■ YOUR OBJECTIVE ■
When you reach the records below, output every one exactly as written but leave out any pictures.
═════ SOURCE DATA ═════
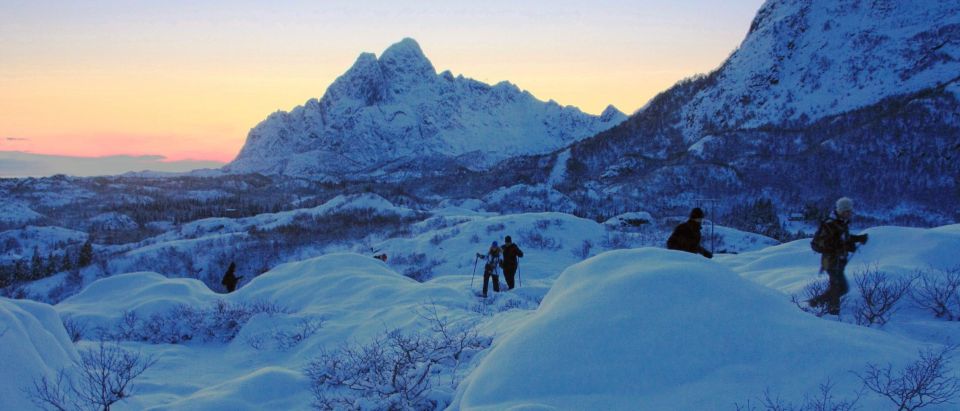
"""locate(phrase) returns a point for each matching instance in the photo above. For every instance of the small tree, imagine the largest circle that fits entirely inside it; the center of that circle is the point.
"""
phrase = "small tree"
(922, 383)
(939, 292)
(85, 257)
(102, 377)
(811, 291)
═════
■ SOLUTION FOR THIS PROBLEM ■
"""locate(phrase) returns a point for each matching instance in the photo above. For every instance of the small tree, imagine the largest circle that fits entirely inside it; the center of that circle is the point.
"""
phrase = "small tree"
(922, 383)
(939, 292)
(85, 257)
(102, 377)
(811, 291)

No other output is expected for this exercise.